## TEXT ZUR ANALYSE
#####

Kongress-Flucht stoppen

Zuerst wars der Brustkrebs-, dann hat sich der Darmkongress aus der Stadt St.Gallen verabschiedet. Jetzt soll etwas gegen den Exodus unternommen werden. Was genau, wird in den nächsten Monaten entschieden.
Von  Harry Rosenbaum

Muss das Hotelangebot kompatibler auf die Kongressveranstalter ausgerichtet oder muss mehr in die vorhandene Infrastruktur investiert werden? Diesen und anderen Fragen will man in den nächsten Monaten nachgehen, versprach Stadtpräsident Thomas Scheitlin am Freitag vor den Medien. Eine kompetente Taskforce aus Stadtbehörden, Olma Messen, Hoteliers und Touristikern ist denn auch schon gebildet worden.

Drei grosse Fragen

Erstens will man darüber reflektieren, warum zwei Kongresse verloren gegangen sind. Zweitens: Welche Kongressbedürfnisse haben die Olma Messen, die Uni, die Empa und das Kantonsspital? Drittens: Wer sind die Zielgruppen und welche konkreten Massnahmen braucht es, um St.Gallen nachhaltig als Kongress-Stadt abzusichern? Ende August, anfangs September soll man mehr darüber wissen, wie St.Gallen seinen Ruf als Messestadt verteidigen will.

#####

## AUFGABEN
[A] Beantworte zum Artikel über die Kongress-Flucht aus St.Gallen diese Fragen:
(i) Welcher Kongress hat die Stadt zuerst verlassen?
(ii) Wer versprach am Freitag vor den Medien, den offenen Fragen nachzugehen?
(iii) Wann soll man mehr darüber wissen, wie St.Gallen seinen Ruf als Messestadt verteidigen will?
[B] Stimmen diese Aussagen mit dem Artikel über die Kongress-Flucht aus St.Gallen überein? Antworte jeweils mit Ja oder Nein und belege die Antwort mit einem Zitat.
(i) Die Taskforce muss erst noch gebildet werden.
(ii) Zu den Einrichtungen, deren Kongressbedürfnisse geklärt werden sollen, gehört das Kantonsspital.
(iii) Als zweiter Kongress hat sich der Darmkongress aus St.Gallen verabschiedet.
[C] Gib einen Abschnitt aus dem Artikel über die Kongress-Flucht aus St.Gallen wortgetreu aus. Beginne bei der Stelle mit den Worten „Muss das Hotelangebot“ und höre nach „Messestadt verteidigen will.“ auf.

[Bildbezogene Zeigedaten]
#####

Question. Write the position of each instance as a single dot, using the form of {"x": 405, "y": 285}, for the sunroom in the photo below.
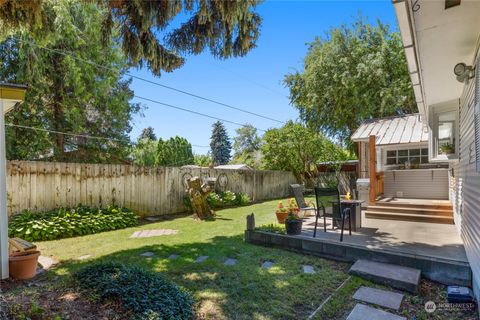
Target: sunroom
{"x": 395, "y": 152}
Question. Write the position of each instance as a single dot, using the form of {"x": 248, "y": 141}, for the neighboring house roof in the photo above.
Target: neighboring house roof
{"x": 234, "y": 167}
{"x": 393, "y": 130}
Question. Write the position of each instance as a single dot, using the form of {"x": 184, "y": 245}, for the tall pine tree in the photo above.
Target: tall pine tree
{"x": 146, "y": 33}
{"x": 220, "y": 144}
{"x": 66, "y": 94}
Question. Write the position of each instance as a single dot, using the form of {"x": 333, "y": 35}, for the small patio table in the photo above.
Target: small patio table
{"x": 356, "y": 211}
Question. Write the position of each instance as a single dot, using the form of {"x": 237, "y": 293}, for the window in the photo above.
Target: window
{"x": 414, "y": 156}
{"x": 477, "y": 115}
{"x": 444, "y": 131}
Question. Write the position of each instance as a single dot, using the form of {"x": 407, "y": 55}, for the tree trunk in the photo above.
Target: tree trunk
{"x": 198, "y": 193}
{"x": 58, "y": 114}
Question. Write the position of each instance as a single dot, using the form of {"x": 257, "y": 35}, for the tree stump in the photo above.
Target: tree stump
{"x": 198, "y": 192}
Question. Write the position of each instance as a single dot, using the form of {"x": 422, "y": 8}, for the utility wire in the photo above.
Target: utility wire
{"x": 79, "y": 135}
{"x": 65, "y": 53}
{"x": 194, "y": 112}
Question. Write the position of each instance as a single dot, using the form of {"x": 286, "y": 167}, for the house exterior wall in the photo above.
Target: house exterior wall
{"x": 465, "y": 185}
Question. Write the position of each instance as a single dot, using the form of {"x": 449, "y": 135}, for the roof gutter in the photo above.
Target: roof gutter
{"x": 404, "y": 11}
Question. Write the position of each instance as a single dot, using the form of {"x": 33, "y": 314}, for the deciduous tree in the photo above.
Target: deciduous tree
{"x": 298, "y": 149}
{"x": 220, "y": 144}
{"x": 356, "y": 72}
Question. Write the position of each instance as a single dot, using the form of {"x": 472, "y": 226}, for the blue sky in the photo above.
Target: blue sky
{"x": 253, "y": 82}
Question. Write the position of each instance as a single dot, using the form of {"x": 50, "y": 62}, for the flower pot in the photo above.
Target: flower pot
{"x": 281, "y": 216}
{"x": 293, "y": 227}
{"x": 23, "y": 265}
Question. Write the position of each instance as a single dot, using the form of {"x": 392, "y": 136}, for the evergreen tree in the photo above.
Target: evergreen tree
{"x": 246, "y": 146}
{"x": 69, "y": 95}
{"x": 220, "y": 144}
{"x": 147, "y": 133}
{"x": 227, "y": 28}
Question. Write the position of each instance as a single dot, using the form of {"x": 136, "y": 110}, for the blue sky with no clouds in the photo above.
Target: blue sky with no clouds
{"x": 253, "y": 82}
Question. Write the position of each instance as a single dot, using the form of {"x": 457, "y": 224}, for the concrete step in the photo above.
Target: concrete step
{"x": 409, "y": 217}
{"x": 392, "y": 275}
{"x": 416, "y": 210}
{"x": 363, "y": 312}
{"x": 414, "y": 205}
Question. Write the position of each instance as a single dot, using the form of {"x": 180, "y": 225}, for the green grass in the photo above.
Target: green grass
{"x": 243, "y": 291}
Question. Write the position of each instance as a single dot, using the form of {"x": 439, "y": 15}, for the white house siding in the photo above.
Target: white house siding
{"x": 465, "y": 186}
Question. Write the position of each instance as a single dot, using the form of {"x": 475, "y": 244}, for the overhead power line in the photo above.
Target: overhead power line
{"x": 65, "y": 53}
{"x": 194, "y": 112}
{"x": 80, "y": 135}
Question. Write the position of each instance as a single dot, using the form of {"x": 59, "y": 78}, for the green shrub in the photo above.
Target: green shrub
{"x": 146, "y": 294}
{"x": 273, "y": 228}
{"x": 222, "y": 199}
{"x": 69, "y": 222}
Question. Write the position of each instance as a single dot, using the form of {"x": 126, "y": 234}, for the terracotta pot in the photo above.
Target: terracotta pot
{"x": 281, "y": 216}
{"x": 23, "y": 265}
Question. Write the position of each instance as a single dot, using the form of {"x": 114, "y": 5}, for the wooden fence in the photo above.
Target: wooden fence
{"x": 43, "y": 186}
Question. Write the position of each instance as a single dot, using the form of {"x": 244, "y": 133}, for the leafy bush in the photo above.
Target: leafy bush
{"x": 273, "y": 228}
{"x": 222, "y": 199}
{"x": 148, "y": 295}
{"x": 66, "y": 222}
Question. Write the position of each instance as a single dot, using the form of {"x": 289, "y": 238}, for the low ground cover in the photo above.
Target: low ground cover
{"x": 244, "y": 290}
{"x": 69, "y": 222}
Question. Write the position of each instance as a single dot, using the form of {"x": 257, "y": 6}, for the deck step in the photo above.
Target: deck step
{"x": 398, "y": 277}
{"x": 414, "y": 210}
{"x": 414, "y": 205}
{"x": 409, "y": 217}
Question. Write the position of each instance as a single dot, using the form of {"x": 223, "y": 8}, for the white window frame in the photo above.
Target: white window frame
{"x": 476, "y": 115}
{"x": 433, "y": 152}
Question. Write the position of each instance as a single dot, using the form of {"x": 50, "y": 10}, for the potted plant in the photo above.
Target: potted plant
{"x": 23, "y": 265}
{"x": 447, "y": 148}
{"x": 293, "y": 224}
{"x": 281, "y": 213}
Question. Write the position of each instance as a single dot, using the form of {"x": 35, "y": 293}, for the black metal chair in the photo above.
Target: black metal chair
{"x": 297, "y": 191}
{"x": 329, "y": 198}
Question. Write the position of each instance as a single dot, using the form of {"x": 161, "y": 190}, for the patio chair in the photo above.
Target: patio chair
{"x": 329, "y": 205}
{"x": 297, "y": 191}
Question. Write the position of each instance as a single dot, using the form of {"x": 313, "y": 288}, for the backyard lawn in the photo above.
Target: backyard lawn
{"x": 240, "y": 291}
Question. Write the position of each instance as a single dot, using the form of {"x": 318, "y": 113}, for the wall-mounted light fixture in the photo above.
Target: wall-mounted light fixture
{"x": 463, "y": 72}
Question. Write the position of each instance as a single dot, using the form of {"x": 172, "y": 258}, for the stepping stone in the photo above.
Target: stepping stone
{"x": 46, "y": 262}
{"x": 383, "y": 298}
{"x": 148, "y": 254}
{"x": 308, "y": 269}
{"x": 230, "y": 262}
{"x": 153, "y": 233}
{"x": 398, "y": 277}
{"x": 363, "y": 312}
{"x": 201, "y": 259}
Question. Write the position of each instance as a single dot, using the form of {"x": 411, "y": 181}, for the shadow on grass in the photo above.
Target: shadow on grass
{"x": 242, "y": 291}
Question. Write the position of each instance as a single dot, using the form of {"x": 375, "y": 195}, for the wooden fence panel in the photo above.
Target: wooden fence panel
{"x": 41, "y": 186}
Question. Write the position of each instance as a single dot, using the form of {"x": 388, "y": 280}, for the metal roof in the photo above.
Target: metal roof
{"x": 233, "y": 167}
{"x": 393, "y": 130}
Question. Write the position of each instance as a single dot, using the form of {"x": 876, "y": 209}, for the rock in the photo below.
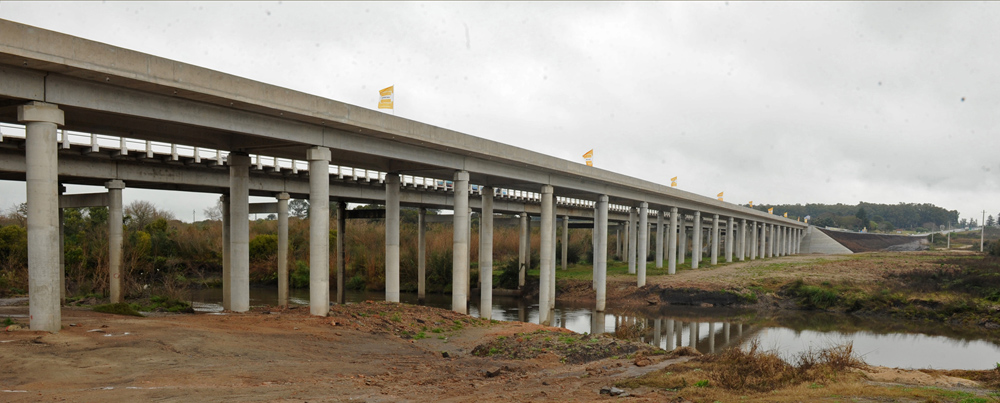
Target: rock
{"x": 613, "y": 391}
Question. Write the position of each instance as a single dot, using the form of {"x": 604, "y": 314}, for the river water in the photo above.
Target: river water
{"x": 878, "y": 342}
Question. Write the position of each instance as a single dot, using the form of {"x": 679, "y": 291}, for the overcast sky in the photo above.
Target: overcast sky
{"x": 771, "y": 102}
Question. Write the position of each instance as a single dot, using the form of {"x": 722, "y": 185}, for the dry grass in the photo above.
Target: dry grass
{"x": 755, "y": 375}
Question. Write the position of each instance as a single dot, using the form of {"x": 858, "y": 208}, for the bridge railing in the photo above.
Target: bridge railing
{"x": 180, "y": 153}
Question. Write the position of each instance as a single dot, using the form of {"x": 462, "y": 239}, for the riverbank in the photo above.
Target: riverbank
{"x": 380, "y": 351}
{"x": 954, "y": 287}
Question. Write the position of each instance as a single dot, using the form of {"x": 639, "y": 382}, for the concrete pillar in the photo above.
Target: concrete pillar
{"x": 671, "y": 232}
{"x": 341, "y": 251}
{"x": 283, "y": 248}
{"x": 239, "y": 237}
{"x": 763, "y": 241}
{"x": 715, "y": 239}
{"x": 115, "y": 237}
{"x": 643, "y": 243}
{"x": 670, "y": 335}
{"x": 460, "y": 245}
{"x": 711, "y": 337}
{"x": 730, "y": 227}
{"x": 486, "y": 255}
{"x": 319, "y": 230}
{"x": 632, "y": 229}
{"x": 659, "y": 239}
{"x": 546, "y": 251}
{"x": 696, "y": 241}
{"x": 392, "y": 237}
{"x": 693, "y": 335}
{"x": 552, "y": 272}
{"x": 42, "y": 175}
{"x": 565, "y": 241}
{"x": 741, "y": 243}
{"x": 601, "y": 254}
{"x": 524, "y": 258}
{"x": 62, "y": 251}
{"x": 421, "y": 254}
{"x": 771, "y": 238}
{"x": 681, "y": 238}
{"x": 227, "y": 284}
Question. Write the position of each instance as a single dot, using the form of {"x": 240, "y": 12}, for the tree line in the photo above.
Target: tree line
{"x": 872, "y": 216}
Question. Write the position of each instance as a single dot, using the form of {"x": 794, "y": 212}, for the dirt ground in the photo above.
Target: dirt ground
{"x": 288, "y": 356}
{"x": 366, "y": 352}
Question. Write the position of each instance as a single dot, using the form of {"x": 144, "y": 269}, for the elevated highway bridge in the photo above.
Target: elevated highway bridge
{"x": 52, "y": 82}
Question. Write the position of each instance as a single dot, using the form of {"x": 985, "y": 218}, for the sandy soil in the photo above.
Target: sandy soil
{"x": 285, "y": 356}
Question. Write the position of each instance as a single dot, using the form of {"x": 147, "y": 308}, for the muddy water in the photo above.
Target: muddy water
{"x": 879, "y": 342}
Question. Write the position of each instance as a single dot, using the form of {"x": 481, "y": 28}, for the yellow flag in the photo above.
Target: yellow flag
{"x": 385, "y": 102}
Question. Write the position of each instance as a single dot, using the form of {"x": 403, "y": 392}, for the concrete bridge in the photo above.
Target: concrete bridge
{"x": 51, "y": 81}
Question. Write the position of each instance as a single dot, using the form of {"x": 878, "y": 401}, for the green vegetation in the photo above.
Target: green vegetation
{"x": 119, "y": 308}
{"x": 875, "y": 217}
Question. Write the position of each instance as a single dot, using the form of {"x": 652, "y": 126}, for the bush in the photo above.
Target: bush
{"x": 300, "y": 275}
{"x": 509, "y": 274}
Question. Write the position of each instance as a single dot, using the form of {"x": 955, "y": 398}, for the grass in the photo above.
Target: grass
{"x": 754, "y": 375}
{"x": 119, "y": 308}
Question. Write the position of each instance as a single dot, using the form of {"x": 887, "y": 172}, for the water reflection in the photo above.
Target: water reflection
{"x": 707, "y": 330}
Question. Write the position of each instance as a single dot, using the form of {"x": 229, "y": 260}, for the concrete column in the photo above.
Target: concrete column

#####

## ERGEBNISSE JE AUFGABE
[A]
(i) Der Brustkrebskongress.
(ii) Stadtpräsident Thomas Scheitlin.
(iii) Ende August, anfangs September.

[B]
(i) Nein: „Eine kompetente Taskforce aus Stadtbehörden, Olma Messen, Hoteliers und Touristikern ist denn auch schon gebildet worden.“
(ii) Ja: „Welche Kongressbedürfnisse haben die Olma Messen, die Uni, die Empa und das Kantonsspital?“
(iii) Ja: „dann hat sich der Darmkongress aus der Stadt St.Gallen verabschiedet“

[C]
Muss das Hotelangebot kompatibler auf die Kongressveranstalter ausgerichtet oder muss mehr in die vorhandene Infrastruktur investiert werden? Diesen und anderen Fragen will man in den nächsten Monaten nachgehen, versprach Stadtpräsident Thomas Scheitlin am Freitag vor den Medien. Eine kompetente Taskforce aus Stadtbehörden, Olma Messen, Hoteliers und Touristikern ist denn auch schon gebildet worden.

Drei grosse Fragen

Erstens will man darüber reflektieren, warum zwei Kongresse verloren gegangen sind. Zweitens: Welche Kongressbedürfnisse haben die Olma Messen, die Uni, die Empa und das Kantonsspital? Drittens: Wer sind die Zielgruppen und welche konkreten Massnahmen braucht es, um St.Gallen nachhaltig als Kongress-Stadt abzusichern? Ende August, anfangs September soll man mehr darüber wissen, wie St.Gallen seinen Ruf als Messestadt verteidigen will.